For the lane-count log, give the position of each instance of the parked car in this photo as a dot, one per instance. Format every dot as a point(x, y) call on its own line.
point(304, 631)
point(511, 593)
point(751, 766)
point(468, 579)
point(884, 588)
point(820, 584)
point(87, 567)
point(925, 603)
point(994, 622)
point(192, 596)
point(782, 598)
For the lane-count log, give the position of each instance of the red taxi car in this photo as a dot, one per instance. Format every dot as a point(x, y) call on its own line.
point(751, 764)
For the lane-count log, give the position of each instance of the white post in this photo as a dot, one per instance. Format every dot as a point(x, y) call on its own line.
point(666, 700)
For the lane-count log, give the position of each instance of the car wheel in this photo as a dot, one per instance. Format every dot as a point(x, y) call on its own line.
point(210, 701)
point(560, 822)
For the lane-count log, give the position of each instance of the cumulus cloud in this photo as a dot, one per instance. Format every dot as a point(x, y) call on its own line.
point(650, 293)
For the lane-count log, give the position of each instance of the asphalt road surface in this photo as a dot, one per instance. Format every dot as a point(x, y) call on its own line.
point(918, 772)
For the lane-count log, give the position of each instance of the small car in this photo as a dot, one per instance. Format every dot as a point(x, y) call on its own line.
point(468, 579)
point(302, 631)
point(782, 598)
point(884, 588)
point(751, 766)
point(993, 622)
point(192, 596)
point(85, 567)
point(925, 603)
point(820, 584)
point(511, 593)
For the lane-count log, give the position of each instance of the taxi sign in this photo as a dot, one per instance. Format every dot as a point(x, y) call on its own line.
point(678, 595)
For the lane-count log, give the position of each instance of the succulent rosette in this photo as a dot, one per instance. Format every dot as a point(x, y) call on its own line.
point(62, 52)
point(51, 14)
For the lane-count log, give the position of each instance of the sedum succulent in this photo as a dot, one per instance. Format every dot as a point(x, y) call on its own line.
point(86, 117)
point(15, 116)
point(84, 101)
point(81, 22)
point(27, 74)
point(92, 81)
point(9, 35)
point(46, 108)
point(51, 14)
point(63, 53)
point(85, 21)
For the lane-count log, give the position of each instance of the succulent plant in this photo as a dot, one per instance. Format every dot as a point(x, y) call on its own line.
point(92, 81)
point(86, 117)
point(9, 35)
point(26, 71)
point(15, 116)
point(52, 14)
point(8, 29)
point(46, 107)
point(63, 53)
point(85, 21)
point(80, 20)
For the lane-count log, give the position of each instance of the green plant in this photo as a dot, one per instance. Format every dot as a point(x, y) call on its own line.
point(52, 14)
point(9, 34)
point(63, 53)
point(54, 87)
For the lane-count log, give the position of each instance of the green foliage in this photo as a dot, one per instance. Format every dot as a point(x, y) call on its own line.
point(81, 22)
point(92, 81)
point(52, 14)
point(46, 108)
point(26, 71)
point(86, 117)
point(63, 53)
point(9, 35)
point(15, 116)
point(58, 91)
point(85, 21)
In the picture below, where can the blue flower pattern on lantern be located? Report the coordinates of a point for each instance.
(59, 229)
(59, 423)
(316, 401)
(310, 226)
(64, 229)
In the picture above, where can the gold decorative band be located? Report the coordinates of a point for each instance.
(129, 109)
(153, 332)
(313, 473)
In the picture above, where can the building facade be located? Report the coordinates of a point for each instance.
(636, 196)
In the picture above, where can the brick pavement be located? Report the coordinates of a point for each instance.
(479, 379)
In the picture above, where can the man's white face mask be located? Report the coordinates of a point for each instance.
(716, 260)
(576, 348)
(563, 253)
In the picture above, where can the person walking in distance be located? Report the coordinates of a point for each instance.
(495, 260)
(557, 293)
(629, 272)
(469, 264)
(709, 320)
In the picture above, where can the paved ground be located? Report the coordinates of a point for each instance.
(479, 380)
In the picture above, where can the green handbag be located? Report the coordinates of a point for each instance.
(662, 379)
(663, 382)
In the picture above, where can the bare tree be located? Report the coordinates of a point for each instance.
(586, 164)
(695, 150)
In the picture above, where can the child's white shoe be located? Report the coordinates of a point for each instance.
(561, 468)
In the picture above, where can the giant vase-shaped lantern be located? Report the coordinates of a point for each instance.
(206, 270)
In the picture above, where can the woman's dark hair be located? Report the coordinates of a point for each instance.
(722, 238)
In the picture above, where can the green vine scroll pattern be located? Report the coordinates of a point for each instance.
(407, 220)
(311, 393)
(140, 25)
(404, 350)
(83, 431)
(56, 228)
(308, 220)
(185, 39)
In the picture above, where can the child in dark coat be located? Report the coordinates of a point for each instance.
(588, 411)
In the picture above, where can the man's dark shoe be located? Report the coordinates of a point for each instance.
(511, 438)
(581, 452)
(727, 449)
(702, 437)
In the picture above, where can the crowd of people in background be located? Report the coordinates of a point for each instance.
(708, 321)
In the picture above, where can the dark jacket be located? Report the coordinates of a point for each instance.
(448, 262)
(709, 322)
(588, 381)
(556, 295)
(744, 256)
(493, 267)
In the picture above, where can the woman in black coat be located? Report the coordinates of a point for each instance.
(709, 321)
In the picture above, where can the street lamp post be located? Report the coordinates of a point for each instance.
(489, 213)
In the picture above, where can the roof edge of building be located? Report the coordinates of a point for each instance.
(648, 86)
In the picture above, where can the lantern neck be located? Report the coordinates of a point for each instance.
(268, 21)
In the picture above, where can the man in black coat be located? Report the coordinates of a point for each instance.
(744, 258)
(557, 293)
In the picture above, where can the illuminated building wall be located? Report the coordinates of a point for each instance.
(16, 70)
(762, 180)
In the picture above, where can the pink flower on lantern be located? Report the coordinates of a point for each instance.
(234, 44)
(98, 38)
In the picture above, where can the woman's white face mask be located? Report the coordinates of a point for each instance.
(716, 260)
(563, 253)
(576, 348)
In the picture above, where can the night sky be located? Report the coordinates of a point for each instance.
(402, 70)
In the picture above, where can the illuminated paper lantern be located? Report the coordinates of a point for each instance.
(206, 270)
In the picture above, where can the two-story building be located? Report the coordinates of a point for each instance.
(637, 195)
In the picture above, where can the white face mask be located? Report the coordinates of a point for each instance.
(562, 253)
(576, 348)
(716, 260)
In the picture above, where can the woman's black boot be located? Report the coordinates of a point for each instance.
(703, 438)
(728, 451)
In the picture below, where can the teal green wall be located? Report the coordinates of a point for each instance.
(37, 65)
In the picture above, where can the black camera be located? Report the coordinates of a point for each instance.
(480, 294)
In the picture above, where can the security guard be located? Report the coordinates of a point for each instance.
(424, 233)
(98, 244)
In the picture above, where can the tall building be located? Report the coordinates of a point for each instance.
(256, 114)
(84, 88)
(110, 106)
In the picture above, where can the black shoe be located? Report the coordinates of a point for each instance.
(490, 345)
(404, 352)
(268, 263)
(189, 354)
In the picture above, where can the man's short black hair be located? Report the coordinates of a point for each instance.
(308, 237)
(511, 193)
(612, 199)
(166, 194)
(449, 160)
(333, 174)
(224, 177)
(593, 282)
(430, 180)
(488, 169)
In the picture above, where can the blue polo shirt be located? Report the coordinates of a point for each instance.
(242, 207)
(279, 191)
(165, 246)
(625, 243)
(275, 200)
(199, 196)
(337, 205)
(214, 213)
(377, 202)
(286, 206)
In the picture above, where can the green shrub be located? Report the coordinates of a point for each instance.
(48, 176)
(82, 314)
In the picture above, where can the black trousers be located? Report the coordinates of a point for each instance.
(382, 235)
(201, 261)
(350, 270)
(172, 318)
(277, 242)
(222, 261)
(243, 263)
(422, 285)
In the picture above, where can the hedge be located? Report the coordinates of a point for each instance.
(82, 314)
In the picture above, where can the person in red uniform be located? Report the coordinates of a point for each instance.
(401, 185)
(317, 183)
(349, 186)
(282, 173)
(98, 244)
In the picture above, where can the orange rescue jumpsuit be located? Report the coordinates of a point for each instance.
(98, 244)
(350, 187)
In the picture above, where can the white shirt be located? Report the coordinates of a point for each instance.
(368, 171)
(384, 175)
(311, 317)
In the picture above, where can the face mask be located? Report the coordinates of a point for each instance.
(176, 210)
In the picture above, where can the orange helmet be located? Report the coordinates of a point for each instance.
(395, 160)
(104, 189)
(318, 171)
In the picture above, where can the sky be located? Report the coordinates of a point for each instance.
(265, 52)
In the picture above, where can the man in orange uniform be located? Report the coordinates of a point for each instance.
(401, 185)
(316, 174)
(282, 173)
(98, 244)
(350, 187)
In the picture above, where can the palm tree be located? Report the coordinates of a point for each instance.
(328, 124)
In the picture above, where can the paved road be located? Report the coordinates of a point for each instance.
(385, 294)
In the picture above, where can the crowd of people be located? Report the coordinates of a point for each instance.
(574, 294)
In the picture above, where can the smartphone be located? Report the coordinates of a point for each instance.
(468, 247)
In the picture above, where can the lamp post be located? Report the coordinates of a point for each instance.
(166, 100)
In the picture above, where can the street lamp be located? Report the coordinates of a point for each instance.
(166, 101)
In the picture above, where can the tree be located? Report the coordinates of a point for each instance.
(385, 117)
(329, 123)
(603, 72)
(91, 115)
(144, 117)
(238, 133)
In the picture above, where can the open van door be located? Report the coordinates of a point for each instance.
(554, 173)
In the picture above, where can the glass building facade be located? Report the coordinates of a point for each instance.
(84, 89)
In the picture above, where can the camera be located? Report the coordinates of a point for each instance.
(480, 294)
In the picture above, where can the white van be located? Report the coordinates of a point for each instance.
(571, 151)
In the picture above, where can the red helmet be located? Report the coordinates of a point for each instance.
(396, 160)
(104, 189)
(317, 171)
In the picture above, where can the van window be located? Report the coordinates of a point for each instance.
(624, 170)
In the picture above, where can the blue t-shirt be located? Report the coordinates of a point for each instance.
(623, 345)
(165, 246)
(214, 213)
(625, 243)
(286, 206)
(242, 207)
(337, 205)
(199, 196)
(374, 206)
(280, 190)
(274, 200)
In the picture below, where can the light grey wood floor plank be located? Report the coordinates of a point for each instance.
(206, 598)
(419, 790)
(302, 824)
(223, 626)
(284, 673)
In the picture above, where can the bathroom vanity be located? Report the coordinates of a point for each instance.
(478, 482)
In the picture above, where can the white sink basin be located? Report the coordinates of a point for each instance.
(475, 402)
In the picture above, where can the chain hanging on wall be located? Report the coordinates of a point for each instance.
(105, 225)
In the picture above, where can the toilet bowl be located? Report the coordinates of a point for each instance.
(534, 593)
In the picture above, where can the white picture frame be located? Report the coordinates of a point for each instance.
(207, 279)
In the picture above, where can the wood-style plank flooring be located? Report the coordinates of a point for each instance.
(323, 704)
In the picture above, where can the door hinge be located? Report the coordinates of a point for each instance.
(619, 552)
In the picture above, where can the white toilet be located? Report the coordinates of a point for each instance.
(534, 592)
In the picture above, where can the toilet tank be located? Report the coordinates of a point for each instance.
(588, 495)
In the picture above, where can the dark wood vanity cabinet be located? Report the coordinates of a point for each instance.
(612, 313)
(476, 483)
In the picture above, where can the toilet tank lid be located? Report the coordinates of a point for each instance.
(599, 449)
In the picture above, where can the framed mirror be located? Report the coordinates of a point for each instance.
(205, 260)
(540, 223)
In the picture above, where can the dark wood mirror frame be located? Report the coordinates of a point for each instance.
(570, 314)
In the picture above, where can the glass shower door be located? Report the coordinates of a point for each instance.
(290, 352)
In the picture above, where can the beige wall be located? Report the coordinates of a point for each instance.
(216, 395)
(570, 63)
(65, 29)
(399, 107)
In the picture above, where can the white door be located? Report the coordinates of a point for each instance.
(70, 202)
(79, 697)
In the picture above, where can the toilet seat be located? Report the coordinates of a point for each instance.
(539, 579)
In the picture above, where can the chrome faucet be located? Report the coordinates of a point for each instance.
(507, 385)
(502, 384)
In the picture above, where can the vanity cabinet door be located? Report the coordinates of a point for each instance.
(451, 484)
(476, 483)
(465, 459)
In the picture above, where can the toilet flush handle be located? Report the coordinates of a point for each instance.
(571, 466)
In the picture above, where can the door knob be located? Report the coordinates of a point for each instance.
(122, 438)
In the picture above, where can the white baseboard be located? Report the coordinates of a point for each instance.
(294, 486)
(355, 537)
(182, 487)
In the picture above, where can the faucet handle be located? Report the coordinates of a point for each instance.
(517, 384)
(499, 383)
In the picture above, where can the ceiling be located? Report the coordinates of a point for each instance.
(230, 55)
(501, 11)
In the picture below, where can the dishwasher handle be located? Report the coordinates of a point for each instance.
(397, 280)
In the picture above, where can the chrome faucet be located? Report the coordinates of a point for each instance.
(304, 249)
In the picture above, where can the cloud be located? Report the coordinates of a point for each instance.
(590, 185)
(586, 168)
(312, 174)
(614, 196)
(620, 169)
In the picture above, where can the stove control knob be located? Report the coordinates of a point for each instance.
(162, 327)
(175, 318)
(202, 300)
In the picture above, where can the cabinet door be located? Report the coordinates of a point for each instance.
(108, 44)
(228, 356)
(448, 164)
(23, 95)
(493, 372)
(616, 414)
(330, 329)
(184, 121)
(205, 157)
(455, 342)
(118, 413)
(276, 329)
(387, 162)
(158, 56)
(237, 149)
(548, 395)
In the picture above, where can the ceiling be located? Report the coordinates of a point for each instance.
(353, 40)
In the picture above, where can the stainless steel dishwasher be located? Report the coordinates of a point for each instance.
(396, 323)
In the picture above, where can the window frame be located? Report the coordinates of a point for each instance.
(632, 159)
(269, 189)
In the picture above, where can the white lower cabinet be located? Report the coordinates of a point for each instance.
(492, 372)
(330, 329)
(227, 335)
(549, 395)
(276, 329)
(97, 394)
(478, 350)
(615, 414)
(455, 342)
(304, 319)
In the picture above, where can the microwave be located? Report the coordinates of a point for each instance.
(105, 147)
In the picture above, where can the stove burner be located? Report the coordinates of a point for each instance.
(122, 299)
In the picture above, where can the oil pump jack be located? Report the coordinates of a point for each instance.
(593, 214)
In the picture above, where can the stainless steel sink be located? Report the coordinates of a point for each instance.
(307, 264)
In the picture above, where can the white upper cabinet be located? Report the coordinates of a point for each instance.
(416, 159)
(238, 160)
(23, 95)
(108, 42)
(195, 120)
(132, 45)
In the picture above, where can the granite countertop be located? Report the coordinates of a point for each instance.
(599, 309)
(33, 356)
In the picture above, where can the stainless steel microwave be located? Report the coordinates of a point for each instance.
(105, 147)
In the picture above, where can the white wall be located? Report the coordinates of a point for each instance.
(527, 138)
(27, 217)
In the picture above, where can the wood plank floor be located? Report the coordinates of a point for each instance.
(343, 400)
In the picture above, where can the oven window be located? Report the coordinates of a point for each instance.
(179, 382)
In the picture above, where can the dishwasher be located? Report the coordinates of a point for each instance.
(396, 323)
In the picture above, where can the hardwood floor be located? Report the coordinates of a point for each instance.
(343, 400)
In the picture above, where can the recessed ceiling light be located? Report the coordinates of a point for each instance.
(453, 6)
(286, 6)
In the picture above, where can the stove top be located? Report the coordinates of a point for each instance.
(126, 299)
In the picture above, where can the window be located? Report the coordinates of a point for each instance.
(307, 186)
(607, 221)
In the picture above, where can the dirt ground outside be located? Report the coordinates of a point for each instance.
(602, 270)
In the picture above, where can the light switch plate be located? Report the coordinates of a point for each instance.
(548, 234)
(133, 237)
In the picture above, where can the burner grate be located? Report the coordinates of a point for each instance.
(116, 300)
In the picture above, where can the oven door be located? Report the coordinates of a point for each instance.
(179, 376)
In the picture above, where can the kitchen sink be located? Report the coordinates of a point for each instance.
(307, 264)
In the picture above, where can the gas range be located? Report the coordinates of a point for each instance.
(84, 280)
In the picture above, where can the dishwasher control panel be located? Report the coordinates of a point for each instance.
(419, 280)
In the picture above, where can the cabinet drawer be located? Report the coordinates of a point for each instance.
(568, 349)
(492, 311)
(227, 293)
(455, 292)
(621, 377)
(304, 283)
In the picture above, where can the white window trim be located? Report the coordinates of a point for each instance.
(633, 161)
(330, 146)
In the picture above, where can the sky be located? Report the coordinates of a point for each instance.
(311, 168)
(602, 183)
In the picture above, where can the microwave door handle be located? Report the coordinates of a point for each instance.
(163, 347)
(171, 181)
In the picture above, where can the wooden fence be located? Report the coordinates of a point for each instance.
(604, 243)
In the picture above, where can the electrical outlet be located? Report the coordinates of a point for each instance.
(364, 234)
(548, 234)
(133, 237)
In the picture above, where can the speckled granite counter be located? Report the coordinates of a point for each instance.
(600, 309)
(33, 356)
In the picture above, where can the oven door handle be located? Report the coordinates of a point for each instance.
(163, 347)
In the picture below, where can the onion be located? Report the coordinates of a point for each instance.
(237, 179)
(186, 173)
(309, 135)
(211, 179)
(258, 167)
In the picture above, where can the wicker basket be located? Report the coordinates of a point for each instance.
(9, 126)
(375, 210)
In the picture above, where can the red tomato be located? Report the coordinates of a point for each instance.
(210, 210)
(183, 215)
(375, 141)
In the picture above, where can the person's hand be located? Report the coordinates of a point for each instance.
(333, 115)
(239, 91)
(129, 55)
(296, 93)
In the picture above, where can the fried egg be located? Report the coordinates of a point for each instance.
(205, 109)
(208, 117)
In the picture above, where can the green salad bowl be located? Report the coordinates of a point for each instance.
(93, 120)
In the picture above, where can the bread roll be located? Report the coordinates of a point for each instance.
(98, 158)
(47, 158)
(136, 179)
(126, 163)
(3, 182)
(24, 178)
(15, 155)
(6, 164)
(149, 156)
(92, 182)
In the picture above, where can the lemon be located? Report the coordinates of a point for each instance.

- - - - -

### Task description
Reply with exactly the lines from the one containing "In the picture above, where can the speckled" to the last line of the material, inclusive, and with nothing more.

### Exercise solution
In the picture above, where can the speckled granite counter be located? Report the coordinates of a point for each instance.
(600, 309)
(33, 356)
In the picture above, where can the oven door handle be located? Report the coordinates of a point for each instance.
(163, 347)
In the picture below, where can the onion be located? Report the coordinates of a point for each instance.
(237, 179)
(186, 173)
(309, 135)
(211, 179)
(258, 167)
In the picture above, where can the wicker basket be located? Report the coordinates of a point for each instance.
(9, 126)
(375, 210)
In the picture above, where can the red tomato be located? Report the coordinates of a point for each instance.
(210, 210)
(183, 215)
(375, 141)
In the picture above, where can the person's hand be located? Report the coordinates of a point for each instance.
(333, 115)
(239, 91)
(129, 55)
(296, 93)
In the picture above, where can the fried egg be located? Report the coordinates of a point for each instance.
(205, 109)
(208, 117)
In the picture above, where can the green salad bowl be located? Report the coordinates of a point for each instance.
(93, 120)
In the picture above, where can the bread roll be located? Report the coordinates of a point for each instance.
(98, 158)
(47, 158)
(136, 179)
(126, 163)
(3, 182)
(24, 178)
(15, 155)
(6, 164)
(149, 156)
(92, 182)
In the picture above, where can the lemon be located? Report the coordinates of a point for each instance.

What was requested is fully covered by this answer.